* **Description of the task**
Using the passage on home purchase contingencies, explain why contingencies are worth holding onto by 2026, even though waiving them was a competitive strategy in 2021–2022.

* **Passage given**
In hot San Diego submarkets, "waive the contingencies" became a competitive offer strategy in 2021–2022. By 2026, the math has shifted — the buyer pool is smaller, listings sit longer, and contingencies are worth holding onto. The right ones protect tens of thousands of dollars in earnest money and give you legitimate exits if something goes wrong. The wrong ones are theater — they sound protective but don't actually do anything. Here's what's in the standard California Residential Purchase Agreement, what each contingency does, and which ones to keep, shorten, or skip when shaping your offer.
The three core contingencies
The California Association of REALTORS' Residential Purchase Agreement (CAR Form RPA) is the contract used in over 95% of California residential transactions.1 Three contingencies do the bulk of buyer protection work:
| Contingency | Default period | What it protects against |
|---|---|---|
| Inspection (investigation of property) | 17 days | Unknown property defects discovered during physical inspection |
| Appraisal | 17 days | Lender's appraised value coming in below contract price |
| Loan | 21 days | Inability to secure mortgage financing |
All three timelines are negotiable. In a competitive offer, buyers commonly shorten inspection to 7–10 days, appraisal to 14 days, and loan to 14–17 days.2 In a less competitive situation, the default 17/17/21 is the appropriate baseline.
Inspection contingency (17 days)
The inspection contingency gives the buyer a defined period to conduct any physical investigation of the property — general home inspection, sewer scope, termite (wood-destroying organism), HVAC, foundation, roof, and any specialty inspections appropriate to the property type. About 75% of California buyers exercise this contingency.3
The buyer can cancel during the contingency period for essentially any reason connected to the property's condition. The seller is not legally required to make repairs, even when significant defects are found — but in practice the buyer can submit a Request for Repairs, and the parties typically negotiate a combination of repairs, credits, or price reductions.
What inspection findings typically lead to in San Diego
- Sewer line issues on older homes — particularly in central San Diego neighborhoods with original cast-iron or clay laterals. Replacement runs $8,000–$25,000.
- Roof end-of-life on homes with original tile or composition. Replacement is $15,000–$40,000.
- Older electrical panels — Federal Pacific, Zinsco, or undersized panels common in 1960s–1970s homes. Replacement is $3,000–$8,000.
- Termites and dry rot — almost universal on older San Diego homes. Section 1 (active infestation) and Section 2 (conditions likely to lead to infestation) findings are standard items in CAR RPA negotiation.
- Foundation issues — soil expansion, slab settling, especially in inland and East County properties. Costly to address.
Appraisal contingency (17 days)
The appraisal contingency protects the buyer if the lender's appraisal comes in below the contract price. About 8% of California appraisals come in low.4 When that happens, the buyer has three paths:
- Renegotiate the price down to the appraised value (or some compromise).
- Cover the gap with cash — typically the path forward when the buyer wants the home and can afford the difference. The lender will only fund up to a percentage of the appraised value, so any shortfall is the buyer's responsibility at closing.
- Cancel the contract using the appraisal contingency and recover the earnest money.

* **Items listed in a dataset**
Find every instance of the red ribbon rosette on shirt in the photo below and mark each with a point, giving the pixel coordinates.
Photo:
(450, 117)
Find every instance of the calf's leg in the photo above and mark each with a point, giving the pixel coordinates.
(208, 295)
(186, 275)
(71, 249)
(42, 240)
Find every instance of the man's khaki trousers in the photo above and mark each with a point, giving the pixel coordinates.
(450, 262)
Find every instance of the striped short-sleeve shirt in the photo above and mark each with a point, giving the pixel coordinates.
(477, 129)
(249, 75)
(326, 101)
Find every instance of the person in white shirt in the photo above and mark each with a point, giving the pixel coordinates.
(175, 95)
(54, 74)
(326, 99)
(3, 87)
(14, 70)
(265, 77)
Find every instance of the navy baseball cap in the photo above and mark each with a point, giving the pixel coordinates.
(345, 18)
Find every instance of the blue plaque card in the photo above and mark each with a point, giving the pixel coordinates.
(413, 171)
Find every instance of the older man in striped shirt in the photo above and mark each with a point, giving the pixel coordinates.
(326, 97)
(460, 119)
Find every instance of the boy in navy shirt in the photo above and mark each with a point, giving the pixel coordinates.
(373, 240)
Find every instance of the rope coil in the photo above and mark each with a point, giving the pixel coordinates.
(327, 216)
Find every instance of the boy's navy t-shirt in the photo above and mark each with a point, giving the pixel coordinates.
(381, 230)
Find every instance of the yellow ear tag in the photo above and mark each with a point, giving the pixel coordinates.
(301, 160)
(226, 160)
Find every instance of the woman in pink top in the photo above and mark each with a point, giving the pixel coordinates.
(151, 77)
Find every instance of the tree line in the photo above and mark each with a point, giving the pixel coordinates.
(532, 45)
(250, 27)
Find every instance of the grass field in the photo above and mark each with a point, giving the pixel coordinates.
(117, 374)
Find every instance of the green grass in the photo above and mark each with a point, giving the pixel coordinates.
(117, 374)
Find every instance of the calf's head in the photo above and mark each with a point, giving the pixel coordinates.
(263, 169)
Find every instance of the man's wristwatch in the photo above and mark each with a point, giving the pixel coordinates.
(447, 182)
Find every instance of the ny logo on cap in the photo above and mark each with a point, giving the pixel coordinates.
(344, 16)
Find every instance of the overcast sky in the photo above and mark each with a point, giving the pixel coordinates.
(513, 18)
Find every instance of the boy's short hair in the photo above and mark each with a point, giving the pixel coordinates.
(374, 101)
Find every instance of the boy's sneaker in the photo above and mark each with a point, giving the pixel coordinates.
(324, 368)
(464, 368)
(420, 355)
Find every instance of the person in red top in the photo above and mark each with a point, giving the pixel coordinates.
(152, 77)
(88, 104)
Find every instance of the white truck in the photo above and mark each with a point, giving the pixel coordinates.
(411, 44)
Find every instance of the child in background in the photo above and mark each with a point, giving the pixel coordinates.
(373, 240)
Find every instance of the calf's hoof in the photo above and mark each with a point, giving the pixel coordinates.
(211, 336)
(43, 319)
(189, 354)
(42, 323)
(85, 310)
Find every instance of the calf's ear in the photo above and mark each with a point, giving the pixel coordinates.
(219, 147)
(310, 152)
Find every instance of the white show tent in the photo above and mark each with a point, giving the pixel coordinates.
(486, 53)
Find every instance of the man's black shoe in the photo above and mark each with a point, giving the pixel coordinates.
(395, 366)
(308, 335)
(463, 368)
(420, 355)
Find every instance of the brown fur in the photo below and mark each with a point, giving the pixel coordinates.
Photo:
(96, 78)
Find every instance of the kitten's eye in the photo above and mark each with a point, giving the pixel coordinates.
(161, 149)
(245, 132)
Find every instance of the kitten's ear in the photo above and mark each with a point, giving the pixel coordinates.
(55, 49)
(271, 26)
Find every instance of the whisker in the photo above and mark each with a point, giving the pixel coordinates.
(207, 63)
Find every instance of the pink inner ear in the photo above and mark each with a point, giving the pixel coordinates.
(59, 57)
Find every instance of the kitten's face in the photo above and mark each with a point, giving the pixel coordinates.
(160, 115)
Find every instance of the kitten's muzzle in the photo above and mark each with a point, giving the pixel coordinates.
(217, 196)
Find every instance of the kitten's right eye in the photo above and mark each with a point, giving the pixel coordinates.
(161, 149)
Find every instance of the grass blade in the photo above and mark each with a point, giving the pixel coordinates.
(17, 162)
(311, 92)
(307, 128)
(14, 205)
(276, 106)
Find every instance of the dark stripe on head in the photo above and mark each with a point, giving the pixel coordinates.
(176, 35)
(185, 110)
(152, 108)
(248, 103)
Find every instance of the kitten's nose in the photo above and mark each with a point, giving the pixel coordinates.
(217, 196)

* **Answer to this exercise**
By 2026 the market has shifted: the buyer pool is smaller and listings sit longer, so buyers face less pressure to give up protections to win a home. The right contingencies protect tens of thousands of dollars in earnest money and give the buyer legitimate exits if something goes wrong.